> [Task requirements]:
[A] In the text on repurposed COVID drugs, list every option it gives for saving lives.
[B] Carry the text on repurposed COVID drugs forward from its final sentence.

> [Text passage]:
The scientific and medical communities widely agree that using repurposed drugs and therapies is the fastest and most efficient way to attack new diseases.

Yet in this pandemic, medical authorities and drug companies have spent little effort on testing, research or approval of repurposed drugs. Thousands upon thousands of people may have died as a result.

At the onset of the pandemic, l created the COVID Early Treatment Fund with a dedicated group of volunteers. Our team raised more than $5 million to fund research into repurposed drugs. We were inundated with requests from researchers with ideas about existing drugs that might work against COVID. One such drug that showed impressive results is fluvoxamine, a generic antidepressant. It has proven to be extremely effective in small randomized trials and in clinical use.

But it has been a long and frustrating battle. No one is willing to take a chance on a drug or therapy without a large, costly randomized clinical trial. And very few people are willing to fund studies on drugs that no longer are under patent.

We petitioned the Food and Drug Administration in late January for an Emergency Use Authorization for fluvoxamine. After seven weeks, we received a notice that the EUA must be submitted by one of the manufacturers of the drug. That’s unlikely to happen for a generic drug, as there there is no financial incentive to do so.

That leaves only three options to save lives: 1) wait three months for a large Phase 3 randomized trial of fluvoxamine to finish enrollment, 2) persuade physicians to use the drug now off-label, or 3) persuade the National Institute of Health to add fluvoxamine to the NIH Covid-19 Treatment Guidelines.

A panel of key opinion leaders from the NIH, Centers for Disease Control and leading academic institutions met Jan. 22 to review the data for fluvoxamine. Their conclusion: Fluvoxamine should be added to the NIH guidelines. Unfortunately, the NIH panel ignored the experts’ advice.

Stored entries
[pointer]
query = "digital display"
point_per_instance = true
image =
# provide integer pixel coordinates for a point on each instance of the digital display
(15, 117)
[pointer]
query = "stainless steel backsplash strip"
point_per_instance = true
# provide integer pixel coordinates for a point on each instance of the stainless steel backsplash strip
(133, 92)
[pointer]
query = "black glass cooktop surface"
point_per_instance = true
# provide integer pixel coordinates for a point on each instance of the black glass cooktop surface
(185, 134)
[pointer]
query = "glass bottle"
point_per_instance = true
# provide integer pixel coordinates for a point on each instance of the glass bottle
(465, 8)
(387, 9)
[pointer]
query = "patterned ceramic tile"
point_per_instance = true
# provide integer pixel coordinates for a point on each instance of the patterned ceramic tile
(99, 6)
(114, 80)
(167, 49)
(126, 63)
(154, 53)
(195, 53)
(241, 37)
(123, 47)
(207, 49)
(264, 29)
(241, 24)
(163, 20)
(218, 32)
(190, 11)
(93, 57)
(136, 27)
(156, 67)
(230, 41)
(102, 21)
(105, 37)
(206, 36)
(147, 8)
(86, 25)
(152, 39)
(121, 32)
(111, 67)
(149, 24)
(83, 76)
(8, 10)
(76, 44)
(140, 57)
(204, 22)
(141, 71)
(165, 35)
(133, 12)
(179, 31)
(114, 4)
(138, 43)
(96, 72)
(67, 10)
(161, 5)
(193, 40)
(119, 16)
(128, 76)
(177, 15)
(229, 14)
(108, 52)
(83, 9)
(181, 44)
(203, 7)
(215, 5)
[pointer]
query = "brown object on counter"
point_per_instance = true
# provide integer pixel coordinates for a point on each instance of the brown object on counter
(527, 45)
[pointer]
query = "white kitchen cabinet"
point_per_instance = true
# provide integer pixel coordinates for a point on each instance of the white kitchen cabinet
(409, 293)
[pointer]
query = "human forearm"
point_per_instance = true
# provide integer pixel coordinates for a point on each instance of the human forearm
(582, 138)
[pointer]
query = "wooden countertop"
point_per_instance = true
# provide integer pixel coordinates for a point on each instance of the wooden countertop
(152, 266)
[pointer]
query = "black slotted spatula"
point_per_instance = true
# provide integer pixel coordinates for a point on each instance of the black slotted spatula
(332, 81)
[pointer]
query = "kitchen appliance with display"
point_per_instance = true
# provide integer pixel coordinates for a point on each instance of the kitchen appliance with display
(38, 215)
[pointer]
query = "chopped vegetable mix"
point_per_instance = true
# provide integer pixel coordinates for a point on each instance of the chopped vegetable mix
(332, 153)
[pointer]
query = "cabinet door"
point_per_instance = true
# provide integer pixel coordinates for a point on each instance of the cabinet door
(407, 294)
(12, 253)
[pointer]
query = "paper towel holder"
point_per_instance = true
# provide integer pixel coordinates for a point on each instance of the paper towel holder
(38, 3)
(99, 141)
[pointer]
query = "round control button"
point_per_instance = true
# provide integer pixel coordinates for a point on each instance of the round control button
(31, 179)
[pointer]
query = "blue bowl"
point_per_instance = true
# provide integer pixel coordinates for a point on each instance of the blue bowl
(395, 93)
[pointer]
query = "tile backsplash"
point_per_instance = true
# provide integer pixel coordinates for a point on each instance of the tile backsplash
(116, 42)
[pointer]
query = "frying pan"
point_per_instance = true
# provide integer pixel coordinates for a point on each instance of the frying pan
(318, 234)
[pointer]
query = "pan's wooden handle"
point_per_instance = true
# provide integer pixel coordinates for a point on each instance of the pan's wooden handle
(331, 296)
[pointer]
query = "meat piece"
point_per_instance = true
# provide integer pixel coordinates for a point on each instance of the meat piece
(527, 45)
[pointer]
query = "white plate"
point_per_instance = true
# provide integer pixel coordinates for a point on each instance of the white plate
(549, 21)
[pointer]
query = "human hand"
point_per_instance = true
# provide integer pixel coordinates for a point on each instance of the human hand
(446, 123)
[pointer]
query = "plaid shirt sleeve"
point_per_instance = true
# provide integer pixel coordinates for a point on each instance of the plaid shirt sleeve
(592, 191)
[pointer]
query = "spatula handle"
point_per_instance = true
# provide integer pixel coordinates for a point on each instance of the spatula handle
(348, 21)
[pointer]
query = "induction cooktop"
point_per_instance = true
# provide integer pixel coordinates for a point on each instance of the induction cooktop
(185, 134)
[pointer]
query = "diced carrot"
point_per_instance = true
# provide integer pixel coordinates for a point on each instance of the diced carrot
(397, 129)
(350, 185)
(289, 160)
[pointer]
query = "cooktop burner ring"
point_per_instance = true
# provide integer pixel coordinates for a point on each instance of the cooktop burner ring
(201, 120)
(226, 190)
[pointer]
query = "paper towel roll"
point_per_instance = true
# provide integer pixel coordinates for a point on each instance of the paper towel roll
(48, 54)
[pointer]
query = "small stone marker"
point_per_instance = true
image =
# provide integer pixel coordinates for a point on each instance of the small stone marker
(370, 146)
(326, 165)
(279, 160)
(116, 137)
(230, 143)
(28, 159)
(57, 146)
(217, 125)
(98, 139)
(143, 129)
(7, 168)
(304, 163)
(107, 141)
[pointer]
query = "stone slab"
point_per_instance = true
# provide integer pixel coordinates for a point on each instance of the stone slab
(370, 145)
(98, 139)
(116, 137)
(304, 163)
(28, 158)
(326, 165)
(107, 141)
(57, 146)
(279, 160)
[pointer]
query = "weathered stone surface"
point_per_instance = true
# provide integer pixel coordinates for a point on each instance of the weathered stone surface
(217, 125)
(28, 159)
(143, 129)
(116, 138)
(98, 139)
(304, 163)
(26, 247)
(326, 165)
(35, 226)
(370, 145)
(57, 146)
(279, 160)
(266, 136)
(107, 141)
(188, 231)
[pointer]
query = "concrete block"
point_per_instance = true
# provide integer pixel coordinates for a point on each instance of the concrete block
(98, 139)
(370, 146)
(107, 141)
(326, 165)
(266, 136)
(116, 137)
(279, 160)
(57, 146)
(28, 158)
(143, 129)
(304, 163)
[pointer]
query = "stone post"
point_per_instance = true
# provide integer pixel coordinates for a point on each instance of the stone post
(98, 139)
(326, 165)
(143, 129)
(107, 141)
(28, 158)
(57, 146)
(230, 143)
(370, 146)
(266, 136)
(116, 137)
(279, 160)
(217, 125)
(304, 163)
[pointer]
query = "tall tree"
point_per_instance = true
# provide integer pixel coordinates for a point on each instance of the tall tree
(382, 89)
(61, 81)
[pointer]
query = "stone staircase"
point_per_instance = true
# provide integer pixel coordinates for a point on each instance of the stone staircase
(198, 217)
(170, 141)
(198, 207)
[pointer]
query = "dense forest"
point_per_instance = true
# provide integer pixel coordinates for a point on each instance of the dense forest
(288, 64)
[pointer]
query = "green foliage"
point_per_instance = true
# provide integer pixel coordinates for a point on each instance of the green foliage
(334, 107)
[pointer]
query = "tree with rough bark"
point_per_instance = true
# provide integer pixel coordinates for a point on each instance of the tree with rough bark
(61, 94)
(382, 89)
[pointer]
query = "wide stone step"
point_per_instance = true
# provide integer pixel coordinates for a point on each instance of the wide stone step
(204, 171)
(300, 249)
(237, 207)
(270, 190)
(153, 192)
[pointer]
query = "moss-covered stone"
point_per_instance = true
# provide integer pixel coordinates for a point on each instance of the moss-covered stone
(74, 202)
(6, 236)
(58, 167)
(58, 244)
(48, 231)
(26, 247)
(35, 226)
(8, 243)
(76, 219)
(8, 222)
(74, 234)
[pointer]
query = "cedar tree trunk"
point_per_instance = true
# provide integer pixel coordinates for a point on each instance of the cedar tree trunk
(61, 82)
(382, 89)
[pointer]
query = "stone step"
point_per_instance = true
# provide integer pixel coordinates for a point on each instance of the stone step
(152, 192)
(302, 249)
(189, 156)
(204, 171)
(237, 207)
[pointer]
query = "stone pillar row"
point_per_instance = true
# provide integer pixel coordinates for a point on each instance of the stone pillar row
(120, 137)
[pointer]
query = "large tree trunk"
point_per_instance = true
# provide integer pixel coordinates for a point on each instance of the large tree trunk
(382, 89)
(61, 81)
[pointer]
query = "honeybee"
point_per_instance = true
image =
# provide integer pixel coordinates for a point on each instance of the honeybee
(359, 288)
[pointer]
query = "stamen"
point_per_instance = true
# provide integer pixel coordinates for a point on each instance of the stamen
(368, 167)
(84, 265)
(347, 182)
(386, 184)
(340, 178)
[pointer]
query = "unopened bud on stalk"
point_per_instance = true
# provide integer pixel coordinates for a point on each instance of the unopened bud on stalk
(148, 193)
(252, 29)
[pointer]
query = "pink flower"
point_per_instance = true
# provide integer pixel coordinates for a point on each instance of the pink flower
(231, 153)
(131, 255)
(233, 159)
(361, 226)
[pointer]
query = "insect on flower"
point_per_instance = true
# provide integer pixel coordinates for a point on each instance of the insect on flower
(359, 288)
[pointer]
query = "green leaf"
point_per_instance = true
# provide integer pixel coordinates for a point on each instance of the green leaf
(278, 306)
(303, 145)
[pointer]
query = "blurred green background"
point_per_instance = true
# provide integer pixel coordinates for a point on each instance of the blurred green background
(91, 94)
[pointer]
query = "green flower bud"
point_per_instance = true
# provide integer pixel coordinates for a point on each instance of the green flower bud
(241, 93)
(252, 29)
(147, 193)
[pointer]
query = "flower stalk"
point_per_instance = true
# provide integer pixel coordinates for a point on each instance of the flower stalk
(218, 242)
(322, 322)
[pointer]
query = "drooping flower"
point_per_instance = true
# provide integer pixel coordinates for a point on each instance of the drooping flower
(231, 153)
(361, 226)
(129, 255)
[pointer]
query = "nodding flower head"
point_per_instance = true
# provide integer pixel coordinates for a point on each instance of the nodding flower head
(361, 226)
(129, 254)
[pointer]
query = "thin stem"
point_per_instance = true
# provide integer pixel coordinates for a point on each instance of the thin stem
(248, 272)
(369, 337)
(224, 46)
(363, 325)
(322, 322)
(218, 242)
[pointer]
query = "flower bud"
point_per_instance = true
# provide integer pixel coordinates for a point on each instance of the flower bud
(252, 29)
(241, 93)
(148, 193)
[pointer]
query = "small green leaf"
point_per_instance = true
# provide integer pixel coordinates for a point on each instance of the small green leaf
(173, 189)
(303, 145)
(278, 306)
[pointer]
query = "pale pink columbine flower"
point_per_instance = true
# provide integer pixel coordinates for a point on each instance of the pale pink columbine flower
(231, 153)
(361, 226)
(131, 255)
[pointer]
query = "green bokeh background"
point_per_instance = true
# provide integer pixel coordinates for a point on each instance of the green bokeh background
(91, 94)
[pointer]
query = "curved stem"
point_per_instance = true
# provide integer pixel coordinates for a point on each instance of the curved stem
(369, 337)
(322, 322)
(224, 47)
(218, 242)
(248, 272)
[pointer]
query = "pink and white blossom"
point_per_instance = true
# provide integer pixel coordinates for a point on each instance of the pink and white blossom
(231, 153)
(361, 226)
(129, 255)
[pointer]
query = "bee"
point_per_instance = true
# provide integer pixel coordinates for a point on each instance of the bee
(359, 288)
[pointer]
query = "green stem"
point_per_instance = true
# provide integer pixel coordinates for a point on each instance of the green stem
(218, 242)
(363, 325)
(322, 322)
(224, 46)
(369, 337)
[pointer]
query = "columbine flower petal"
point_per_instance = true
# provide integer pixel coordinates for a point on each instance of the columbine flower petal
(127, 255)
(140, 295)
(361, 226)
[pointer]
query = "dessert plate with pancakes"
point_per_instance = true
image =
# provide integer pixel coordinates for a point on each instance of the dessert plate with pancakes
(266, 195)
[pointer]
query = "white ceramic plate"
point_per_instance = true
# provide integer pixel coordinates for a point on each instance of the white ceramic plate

> [Answers provided]:
[A]
1) Wait three months for a large Phase 3 randomized trial of fluvoxamine to finish enrollment.
2) Persuade physicians to use the drug now off-label.
3) Persuade the National Institute of Health to add fluvoxamine to the NIH Covid-19 Treatment Guidelines.

[B]
Because the deliberations of the NIH panel is confidential, we don’t know why.

We can speculate that they are being conservative and want to see more data. But are the traditional standards of drug approval really the right answer in a pandemic? We already have years and years of knowledge about repurposed drugs. Why must we wait for large, expensive trials – trials that most drug companies have no financial interest in pursuing because the drug is now off patent.

If we just did one thing differently, we could dramatically reduce the hospitalization and fatality rate from COVID.  The NIH COVID-19 Treatment Panel should study the four most-promising drugs and make an assessment based on the total body of evidence for each drug, weighting each piece of evidence based on the quality of that evidence: randomized trials, quasi-randomized trials, retrospective observational studies, plausible mechanisms of actions, anecdotal reports, etc. That evidence review does not need to be flawless. It just needs to be the best we know how to do. Then make the best treatments available and track them carefully.

Big Pharma and U.S. government health authorities have done an amazing job in quickly developing vaccines. But we should not be complacent simply because we now have vaccines.

People continue to die from COVID,  and there are affordable, effective drugs available today that can help prevent deaths. Better methods to test, approve and distribute those drugs will save lives.

Steve Kirsch is a high-tech entrepreneur and philanthropist based in Silicon Valley. He has financed medical research at leading institutions for more than 20 years and has created www.treatearly.org to advance outpatient clinical trials for emerging COVID-19 treatments.